## TASK REQUIREMENTS
Output the full material exactly as it appears here.

--- BEGIN GIVEN RECORDS ---

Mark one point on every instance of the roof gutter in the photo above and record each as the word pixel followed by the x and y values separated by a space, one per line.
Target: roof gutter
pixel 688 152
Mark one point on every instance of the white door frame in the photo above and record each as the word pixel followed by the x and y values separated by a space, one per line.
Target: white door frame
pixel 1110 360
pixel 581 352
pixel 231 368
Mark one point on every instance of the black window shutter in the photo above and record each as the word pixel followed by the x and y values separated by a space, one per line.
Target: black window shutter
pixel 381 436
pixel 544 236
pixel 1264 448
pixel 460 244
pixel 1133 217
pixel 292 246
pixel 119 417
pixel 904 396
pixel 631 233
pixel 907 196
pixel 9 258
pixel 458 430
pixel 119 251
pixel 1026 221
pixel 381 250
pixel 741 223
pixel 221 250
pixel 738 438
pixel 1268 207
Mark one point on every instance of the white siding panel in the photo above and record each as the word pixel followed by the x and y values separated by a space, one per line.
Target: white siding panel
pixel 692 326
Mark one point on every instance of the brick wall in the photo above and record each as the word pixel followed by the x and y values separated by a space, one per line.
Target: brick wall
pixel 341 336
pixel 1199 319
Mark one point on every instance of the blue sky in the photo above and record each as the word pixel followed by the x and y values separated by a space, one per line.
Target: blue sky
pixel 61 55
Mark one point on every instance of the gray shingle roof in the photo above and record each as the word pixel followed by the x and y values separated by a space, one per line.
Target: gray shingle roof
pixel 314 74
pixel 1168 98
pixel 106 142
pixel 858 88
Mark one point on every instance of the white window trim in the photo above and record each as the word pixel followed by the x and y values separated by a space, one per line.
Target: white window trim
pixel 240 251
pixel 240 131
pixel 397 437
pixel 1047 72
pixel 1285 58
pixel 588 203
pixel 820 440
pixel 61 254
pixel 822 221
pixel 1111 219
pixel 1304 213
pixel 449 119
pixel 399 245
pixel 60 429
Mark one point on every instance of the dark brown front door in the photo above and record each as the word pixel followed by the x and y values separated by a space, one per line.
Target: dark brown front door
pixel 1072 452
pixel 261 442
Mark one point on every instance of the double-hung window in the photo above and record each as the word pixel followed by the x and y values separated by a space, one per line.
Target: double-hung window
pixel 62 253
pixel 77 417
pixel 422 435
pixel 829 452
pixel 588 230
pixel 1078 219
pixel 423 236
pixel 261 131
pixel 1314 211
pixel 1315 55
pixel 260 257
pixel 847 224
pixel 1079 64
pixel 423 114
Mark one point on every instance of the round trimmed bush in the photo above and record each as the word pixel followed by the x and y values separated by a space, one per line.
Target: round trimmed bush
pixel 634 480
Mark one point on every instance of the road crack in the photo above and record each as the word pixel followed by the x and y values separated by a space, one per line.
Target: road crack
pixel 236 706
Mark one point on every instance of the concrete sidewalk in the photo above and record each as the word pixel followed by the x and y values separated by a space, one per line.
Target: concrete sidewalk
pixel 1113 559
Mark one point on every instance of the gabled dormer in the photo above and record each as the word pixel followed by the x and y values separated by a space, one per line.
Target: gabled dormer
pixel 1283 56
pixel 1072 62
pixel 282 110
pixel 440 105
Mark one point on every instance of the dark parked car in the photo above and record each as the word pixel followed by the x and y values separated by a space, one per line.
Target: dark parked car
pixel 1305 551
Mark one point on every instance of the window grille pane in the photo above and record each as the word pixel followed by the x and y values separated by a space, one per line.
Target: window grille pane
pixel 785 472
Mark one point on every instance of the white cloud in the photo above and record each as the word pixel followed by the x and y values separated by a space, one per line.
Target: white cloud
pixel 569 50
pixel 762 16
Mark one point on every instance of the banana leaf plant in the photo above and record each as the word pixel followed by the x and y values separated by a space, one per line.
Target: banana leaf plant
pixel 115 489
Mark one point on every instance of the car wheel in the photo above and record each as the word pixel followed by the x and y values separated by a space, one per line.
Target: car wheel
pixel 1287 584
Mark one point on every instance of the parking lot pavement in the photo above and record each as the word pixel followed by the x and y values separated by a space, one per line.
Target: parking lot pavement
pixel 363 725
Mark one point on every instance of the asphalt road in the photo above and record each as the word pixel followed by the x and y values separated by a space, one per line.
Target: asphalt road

--- END GIVEN RECORDS ---

## FULL SOLUTION
Mark one point on every instance of the roof gutter in the photo above and record each as the word pixel followed by the x and y values separated by a space, one per line.
Target: roof gutter
pixel 688 152
Mark one point on every instance of the white door frame in the photo above and record each as the word pixel followed by the x and y values separated by a space, one per line.
Target: white door frame
pixel 1110 360
pixel 581 352
pixel 231 368
Mark one point on every instance of the black window shutter in the photo above and record each as the word pixel followed by the x and y values separated by a space, one per line.
Target: black window shutter
pixel 381 436
pixel 544 236
pixel 1264 448
pixel 460 244
pixel 1133 217
pixel 292 246
pixel 119 417
pixel 904 396
pixel 631 233
pixel 907 196
pixel 9 258
pixel 458 430
pixel 119 251
pixel 1026 221
pixel 381 250
pixel 741 223
pixel 221 250
pixel 738 438
pixel 1268 207
Mark one point on every instance of the white siding panel in the photo above and record each as the word pixel followed by the x and y values separated by a space, one per line.
Target: white siding panel
pixel 692 326
Mark one point on every instance of the brick wall in the photo above and record each as the word pixel followed by the x and y values separated by a space, one per line.
Target: brick wall
pixel 341 336
pixel 1199 319
Mark one point on every instance of the blue sky in the photo above and record each as the word pixel followed by the x and y values separated by a space, one per line.
Target: blue sky
pixel 61 55
Mark one point on every instance of the gray shingle roof in the photo above and record each as the word pixel followed by the x and y values separated by a space, one per line.
Target: gray shingle roof
pixel 314 74
pixel 1168 98
pixel 106 142
pixel 858 88
Mark one point on every instance of the white window trim in the photo above and record each as the word pixel followed by the x and y values separated by a space, one per line.
Target: white window trim
pixel 240 251
pixel 240 131
pixel 397 437
pixel 1047 72
pixel 1285 58
pixel 588 203
pixel 820 440
pixel 61 254
pixel 822 221
pixel 1111 219
pixel 1304 213
pixel 449 119
pixel 399 245
pixel 60 429
Mark one point on every instance of the dark brown front door in the photo above and record each as the word pixel followed by the x and y values separated by a space, one per line.
Target: dark brown front door
pixel 1072 452
pixel 261 442
Mark one point on every instance of the double-hung window in the photo above and record each as the word pixel followed by the x and y values separated by a space, one per line.
Target: double-hung window
pixel 62 253
pixel 77 417
pixel 422 435
pixel 829 452
pixel 588 230
pixel 1078 219
pixel 423 236
pixel 261 131
pixel 1314 211
pixel 1315 55
pixel 260 257
pixel 847 224
pixel 1079 64
pixel 423 114
Mark one point on every instance of the round trimmed bush in the photo above and record each as the word pixel followed by the x and y values separated by a space, one per line.
Target: round trimmed bush
pixel 634 480
Mark one point on every instance of the road crack in the photo above and record each as the word pixel followed by the x and y values separated by a space, one per line.
Target: road crack
pixel 236 706
Mark one point on every instance of the concrete sidewalk in the photo above and record each as the word pixel followed by the x and y values separated by a space, one per line.
Target: concrete sidewalk
pixel 1113 559
Mark one point on every instance of the gabled dormer in the photo above and record each as the word pixel followed by the x and y values separated by a space, one per line.
Target: gabled dormer
pixel 1283 56
pixel 1072 62
pixel 282 110
pixel 440 105
Mark one point on every instance of the dark parked car in the photo above and record each as the word pixel followed by the x and y values separated by a space, one per line.
Target: dark parked car
pixel 1305 551
Mark one point on every instance of the window grille pane in the photo above and record each as the word pixel followed by the x and y values separated by a space, one per line.
Target: window grille pane
pixel 785 472
Mark one point on every instance of the white cloud in the photo above and record each as the word pixel followed by the x and y values separated by a space, one per line.
Target: white cloud
pixel 569 50
pixel 762 16
Mark one point on every instance of the banana leaf plant in the photo above and record each as the word pixel followed by the x and y values separated by a space, one per line.
Target: banana leaf plant
pixel 115 489
Mark one point on every instance of the car wheel in the photo above and record each as the word pixel followed by the x and y values separated by a space, one per line.
Target: car wheel
pixel 1287 584
Mark one point on every instance of the parking lot pavement in the photo above and record each as the word pixel followed by the x and y values separated by a space, one per line.
Target: parking lot pavement
pixel 363 725
Mark one point on every instance of the asphalt road in the photo above and record each as the word pixel followed by the x and y values separated by a space, one per line.
Target: asphalt road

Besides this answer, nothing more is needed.